▶ **EXCERPTED PASSAGE**:
══════════

Keep your eye on the coin. Do you see it between my thumb and forefinger, cold and silver? Just an ordinary coin; a small promise of value; a piece of faith in my hand. Now, watch. I rub the coin between the thumb and fingers of my other hand. Do you see it? There, there, where? A little piece of wonder, the coin has gone. Poof! Into thin air.
Wait, what’s that? There? Don’t be self-conscious. It’s only a coin behind your ear, and there it is, as if by magic, the light reflecting hazily from its dull silver sides.
I read American Gods, the story of Shadow and scheming Wednesday, and it made me want to learn coin tricks. My daughter, now seven, still asks me when I will teach her how to do magic, and if nothing else it is worth reading just for that. But if you need more than magic and wonder in your life, as if there is anything else, silly grown-ups, then there is plenty of meaty story in American Gods for you.
The novel won both the big science fiction awards: the Nebula and the Hugo. Although, it is more fantasy, if you really need to put a genre on it, or perhaps magical realism, if you are one of those people who takes themselves far too seriously, and only thinks literary fiction is ‘real’ fiction (and consequently sees nothing ironic nor oxymoronic in those last two words). The novel has been converted into a televisual extravaganza due for release at the end of April, 2017. And now Folio have published this beautiful illustrated version of the text, with pictures from Dave McKean.
Folio make beautiful books for the bibliophile within. This edition is no different, complete with hard box-cover. Dave McKean’s illustrations have an appropriate mix of surrealism, a nod to Gaiman’s graphic novel heritage, and at times Renaissance style imagery. On this latter point the art is reminiscent of Dali’s ‘Christ of Saint John of the Cross’, which whether you are religious or not, is a very moving picture, worth a pilgrimage to the Kelvingrove Art Museum in Glasgow. Interestingly, the man from Nazareth doesn’t make an appearance in American Gods. Neil Gaiman addresses this in the postscript to the audiobook version and includes a chapter he cut which featured Jesus. Although it is curious considering America’s deeply Christian leanings, it doesn’t feel at odds with the narrative being told. The Folio edition is the author’s preferred text, though not the one that won the awards. Kind of a Blade Runner director’s cut.
What is all the fuss about?

══════════

▶ **DIRECTIVES**:
(A) Which two awards did the novel win, according to the American Gods review?
(B) Rewrite the stretch of the American Gods review from "Keep your eye" through "Into thin air.", swapping "silver" for "gold".

Excerpts of labeled region data
══════════

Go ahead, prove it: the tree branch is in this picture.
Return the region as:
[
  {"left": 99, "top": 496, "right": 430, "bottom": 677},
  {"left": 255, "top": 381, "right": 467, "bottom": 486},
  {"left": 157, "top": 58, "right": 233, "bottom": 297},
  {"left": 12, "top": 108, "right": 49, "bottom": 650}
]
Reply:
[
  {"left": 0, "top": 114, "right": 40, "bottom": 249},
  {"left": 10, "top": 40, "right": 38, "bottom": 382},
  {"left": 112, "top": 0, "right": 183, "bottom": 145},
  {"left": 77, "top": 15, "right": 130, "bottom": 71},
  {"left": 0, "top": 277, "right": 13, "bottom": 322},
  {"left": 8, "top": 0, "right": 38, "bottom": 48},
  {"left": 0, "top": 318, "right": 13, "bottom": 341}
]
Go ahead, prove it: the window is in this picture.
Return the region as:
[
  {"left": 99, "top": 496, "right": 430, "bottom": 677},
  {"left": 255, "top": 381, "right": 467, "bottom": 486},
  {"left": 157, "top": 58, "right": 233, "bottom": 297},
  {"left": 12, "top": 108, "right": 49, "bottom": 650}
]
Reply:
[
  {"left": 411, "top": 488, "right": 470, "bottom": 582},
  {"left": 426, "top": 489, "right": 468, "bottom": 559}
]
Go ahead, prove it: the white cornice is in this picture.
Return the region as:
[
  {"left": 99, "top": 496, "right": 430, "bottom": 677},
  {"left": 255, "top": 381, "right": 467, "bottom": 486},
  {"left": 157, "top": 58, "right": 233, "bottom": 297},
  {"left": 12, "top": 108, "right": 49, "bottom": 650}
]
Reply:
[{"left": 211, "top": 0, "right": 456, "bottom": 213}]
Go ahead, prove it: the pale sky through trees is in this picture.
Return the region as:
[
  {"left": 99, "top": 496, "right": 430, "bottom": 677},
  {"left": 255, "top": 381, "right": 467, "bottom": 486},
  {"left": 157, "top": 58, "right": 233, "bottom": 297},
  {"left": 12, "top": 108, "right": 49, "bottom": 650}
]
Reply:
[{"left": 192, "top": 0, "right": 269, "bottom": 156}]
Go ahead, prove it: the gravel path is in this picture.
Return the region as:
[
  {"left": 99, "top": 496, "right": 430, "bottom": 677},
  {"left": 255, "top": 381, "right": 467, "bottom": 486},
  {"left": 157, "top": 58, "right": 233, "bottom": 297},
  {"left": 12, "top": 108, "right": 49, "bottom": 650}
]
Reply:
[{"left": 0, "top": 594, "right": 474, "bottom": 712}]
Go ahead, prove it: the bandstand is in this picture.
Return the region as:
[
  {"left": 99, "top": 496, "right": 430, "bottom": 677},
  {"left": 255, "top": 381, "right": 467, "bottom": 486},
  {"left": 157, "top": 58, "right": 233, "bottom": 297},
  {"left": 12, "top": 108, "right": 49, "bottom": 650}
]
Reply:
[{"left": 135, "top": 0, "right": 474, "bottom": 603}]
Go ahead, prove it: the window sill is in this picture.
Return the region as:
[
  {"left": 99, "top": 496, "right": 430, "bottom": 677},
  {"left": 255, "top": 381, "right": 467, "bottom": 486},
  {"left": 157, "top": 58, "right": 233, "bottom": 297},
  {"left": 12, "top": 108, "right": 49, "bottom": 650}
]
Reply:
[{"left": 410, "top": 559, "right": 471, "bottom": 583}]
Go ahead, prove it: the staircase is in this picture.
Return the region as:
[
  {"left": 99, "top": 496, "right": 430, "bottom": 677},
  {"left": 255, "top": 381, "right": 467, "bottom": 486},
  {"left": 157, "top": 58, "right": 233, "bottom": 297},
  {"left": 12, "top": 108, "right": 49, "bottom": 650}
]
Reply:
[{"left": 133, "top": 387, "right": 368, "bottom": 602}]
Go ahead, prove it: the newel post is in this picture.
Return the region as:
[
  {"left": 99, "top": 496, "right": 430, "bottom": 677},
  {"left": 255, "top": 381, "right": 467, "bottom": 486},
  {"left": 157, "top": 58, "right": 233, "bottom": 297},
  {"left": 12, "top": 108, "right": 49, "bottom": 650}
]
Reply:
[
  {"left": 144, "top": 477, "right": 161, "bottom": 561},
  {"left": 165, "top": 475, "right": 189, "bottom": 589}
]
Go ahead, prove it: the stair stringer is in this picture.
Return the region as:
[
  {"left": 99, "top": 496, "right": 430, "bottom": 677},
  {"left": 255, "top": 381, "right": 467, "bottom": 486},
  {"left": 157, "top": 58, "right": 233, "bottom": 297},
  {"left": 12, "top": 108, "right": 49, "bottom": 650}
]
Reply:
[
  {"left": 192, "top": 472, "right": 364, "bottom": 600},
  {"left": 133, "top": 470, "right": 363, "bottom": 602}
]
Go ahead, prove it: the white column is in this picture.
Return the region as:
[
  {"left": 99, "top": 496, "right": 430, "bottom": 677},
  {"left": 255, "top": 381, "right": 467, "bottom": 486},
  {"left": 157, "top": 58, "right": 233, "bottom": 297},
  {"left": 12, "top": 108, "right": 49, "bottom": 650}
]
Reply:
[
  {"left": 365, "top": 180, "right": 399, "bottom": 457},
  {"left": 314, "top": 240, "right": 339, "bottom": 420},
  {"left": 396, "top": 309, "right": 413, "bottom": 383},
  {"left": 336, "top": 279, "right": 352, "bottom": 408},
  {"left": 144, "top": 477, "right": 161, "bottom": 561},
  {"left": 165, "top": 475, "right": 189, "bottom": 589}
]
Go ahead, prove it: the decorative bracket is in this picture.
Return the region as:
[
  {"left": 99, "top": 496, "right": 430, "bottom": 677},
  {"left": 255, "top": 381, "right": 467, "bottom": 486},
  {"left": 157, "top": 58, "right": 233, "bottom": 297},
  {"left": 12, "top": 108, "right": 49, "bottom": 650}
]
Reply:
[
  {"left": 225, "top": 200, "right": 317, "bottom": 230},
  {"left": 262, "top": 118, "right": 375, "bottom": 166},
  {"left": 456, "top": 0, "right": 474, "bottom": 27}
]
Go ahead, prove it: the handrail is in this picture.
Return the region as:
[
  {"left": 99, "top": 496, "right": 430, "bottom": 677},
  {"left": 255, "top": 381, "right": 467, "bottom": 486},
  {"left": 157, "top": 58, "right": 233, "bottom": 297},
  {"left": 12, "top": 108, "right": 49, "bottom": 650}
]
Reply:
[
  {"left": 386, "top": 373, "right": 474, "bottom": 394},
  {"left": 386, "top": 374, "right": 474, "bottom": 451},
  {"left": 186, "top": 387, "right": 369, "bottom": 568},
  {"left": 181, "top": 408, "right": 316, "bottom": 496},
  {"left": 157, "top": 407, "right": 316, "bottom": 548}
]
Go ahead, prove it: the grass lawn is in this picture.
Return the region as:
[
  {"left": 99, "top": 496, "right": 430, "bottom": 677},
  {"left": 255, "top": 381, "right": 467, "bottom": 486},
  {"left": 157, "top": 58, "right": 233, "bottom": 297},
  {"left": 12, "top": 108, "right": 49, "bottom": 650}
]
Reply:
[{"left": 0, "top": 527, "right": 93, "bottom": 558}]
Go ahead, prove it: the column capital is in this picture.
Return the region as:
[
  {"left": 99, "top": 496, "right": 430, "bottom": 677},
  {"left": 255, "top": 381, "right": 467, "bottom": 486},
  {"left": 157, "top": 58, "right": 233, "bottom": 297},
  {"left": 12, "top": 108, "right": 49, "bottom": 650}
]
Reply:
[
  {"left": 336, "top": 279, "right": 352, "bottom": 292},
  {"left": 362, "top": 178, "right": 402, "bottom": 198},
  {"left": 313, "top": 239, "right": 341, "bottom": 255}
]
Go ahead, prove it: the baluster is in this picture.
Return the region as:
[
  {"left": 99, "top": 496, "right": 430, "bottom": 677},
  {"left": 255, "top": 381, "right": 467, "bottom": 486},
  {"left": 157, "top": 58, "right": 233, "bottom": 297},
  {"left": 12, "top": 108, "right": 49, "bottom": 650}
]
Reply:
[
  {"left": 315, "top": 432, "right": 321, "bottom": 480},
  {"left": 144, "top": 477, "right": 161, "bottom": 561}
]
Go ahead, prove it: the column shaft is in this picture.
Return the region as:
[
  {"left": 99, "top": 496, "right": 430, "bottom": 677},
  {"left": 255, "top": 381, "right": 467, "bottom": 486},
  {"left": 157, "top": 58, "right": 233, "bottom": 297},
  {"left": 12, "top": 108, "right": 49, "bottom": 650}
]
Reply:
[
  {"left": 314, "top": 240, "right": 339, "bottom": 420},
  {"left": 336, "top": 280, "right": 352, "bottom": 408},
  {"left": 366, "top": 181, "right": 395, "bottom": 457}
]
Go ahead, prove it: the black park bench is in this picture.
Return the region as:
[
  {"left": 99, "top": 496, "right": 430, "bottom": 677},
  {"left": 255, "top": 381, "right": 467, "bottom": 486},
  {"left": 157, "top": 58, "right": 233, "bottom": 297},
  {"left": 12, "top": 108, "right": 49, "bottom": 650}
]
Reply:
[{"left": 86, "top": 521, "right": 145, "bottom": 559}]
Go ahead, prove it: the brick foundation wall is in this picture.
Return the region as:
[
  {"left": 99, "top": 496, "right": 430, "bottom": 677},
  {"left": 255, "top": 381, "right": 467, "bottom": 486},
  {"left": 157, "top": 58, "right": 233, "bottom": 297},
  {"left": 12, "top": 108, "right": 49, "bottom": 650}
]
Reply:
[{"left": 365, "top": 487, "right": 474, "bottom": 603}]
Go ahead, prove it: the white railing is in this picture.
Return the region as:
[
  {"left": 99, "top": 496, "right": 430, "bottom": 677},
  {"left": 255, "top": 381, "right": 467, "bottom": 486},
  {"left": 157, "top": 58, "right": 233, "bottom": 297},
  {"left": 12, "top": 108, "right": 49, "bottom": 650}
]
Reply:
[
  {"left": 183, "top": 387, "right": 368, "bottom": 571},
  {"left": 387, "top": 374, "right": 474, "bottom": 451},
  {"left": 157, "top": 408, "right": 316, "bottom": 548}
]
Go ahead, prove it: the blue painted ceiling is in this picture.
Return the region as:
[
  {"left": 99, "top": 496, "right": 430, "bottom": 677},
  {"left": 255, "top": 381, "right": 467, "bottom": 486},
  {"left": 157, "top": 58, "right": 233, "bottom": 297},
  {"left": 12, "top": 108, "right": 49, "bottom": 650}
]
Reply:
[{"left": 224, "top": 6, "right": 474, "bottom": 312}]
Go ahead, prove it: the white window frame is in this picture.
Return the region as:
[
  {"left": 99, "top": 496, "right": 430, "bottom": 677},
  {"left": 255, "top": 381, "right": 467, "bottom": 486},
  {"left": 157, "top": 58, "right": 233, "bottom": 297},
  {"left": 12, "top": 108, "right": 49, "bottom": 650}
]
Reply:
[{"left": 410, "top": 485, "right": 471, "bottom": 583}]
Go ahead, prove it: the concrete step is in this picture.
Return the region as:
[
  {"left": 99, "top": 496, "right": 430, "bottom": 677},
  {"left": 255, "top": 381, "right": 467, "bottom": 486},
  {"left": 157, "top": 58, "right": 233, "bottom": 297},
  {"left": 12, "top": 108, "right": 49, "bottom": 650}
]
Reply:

══════════

▶ **ANSWERS BELOW**:
(A) The Nebula and the Hugo.

(B)
Keep your eye on the coin. Do you see it between my thumb and forefinger, cold and gold? Just an ordinary coin; a small promise of value; a piece of faith in my hand. Now, watch. I rub the coin between the thumb and fingers of my other hand. Do you see it? There, there, where? A little piece of wonder, the coin has gone. Poof! Into thin air.